▶ **What the task requires**
Strip out the pictures and transcribe the records that follow exactly.

▶ **Provided data**
╔══
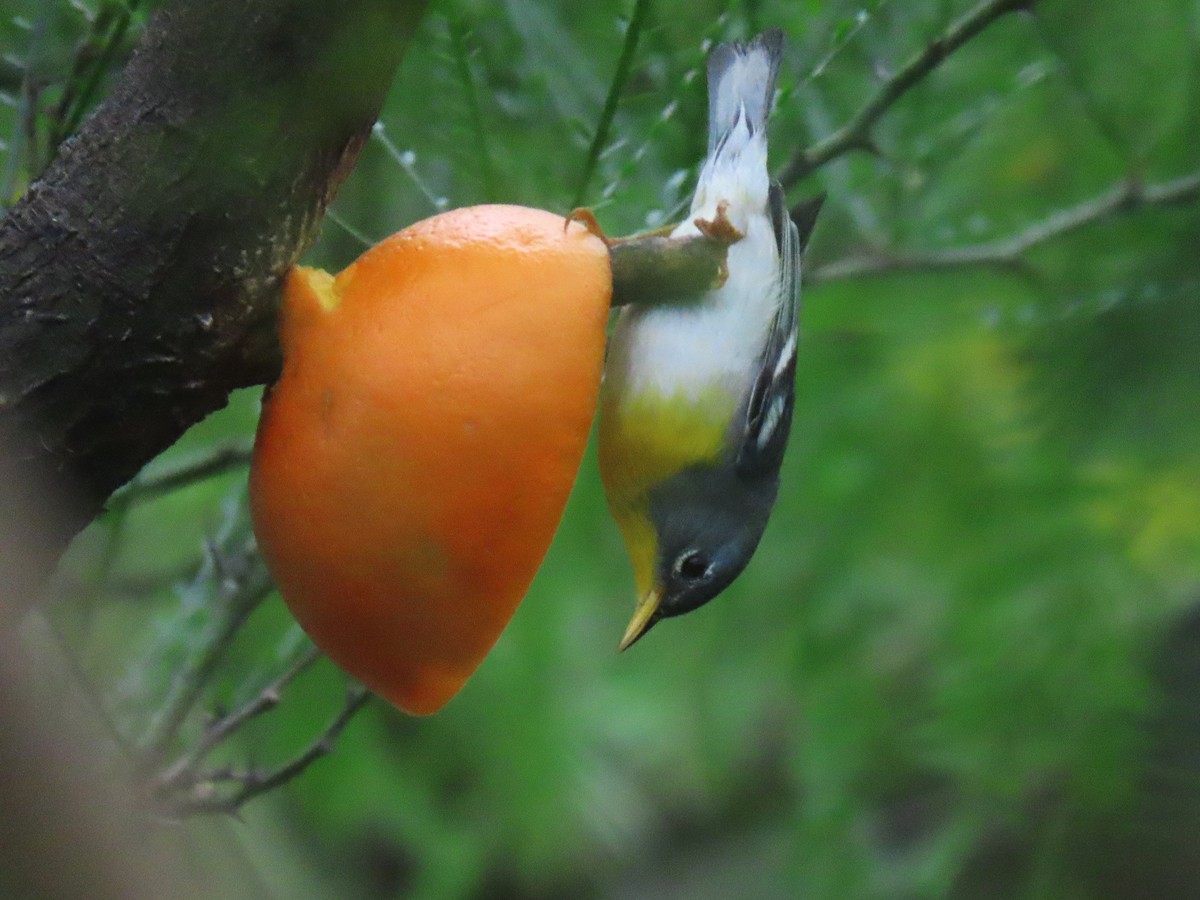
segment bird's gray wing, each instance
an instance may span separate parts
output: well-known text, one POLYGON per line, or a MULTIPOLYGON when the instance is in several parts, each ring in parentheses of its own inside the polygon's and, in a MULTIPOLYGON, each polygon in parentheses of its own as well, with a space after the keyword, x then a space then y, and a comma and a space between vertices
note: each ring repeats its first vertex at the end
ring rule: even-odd
POLYGON ((759 358, 742 421, 737 470, 744 478, 773 477, 783 462, 796 394, 800 315, 800 231, 788 215, 783 188, 771 182, 771 222, 779 250, 779 309, 759 358))

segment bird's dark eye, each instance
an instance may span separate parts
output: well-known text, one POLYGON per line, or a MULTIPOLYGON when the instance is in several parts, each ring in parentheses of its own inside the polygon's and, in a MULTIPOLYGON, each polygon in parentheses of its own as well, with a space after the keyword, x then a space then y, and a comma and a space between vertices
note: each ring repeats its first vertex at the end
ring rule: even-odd
POLYGON ((708 557, 703 553, 690 550, 675 561, 675 571, 688 581, 703 578, 708 573, 708 557))

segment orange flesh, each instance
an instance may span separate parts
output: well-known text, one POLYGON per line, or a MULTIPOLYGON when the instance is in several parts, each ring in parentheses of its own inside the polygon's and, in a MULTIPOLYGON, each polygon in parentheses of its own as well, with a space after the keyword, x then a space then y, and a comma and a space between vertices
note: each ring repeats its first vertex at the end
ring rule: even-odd
POLYGON ((435 712, 541 563, 591 427, 603 242, 540 210, 419 222, 284 291, 255 530, 300 624, 408 712, 435 712))

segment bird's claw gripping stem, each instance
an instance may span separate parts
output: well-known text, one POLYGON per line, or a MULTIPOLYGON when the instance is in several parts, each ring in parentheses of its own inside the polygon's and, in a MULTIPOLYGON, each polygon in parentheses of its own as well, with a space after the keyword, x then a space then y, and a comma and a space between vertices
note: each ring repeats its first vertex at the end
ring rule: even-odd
╚══
▶ **Written response**
segment bird's gray wing, each instance
an instance may span separate parts
output: well-known text, one POLYGON per line, or a MULTIPOLYGON when the instance is in several parts, each ring in parentheses of its own inside the polygon's and, in a MULTIPOLYGON, each polygon in parentheses of its own as well, with a space after the keyword, x then a space then y, and a comma and a space between vertices
note: each ring repeats its first vertex at the end
ring rule: even-odd
POLYGON ((759 358, 742 421, 737 470, 744 478, 773 477, 783 462, 796 394, 800 315, 800 231, 788 215, 783 188, 771 182, 771 222, 779 250, 779 309, 759 358))

segment bird's dark eye, each instance
an instance may span separate parts
output: well-known text, one POLYGON per line, or a MULTIPOLYGON when the instance is in several parts, each ring in parentheses of its own inside the polygon's and, in a MULTIPOLYGON, each polygon in parentheses of its own as well, with a space after the keyword, x then a space then y, and a comma and a space between vertices
note: each ring repeats its first vertex at the end
ring rule: even-odd
POLYGON ((708 557, 703 553, 690 550, 675 561, 675 571, 688 581, 703 578, 708 573, 708 557))

segment orange flesh, each instance
an instance may span separate parts
output: well-known text, one POLYGON per line, or a MULTIPOLYGON when the instance is in several parts, each ring in parentheses of its own inside the polygon's and, in a MULTIPOLYGON, each polygon in parentheses of its own as well, with a space after the keyword, x then a space then y, and a comma and a space between vertices
note: each ring repeats its first vertex at the end
ring rule: even-odd
POLYGON ((435 712, 541 563, 591 427, 603 242, 540 210, 419 222, 284 291, 255 530, 300 624, 408 712, 435 712))

segment bird's claw gripping stem, each instance
an instance may span separate parts
output: well-known text, one POLYGON per line, or a MULTIPOLYGON when the instance is in several parts, each ring in parentheses of its own inside the polygon's and, in a MULTIPOLYGON, each polygon in parentheses of its own as well, with a space after the keyword, x then a space then y, and a comma and a space between vertices
note: each ring repeats its first vertex at the end
ring rule: even-odd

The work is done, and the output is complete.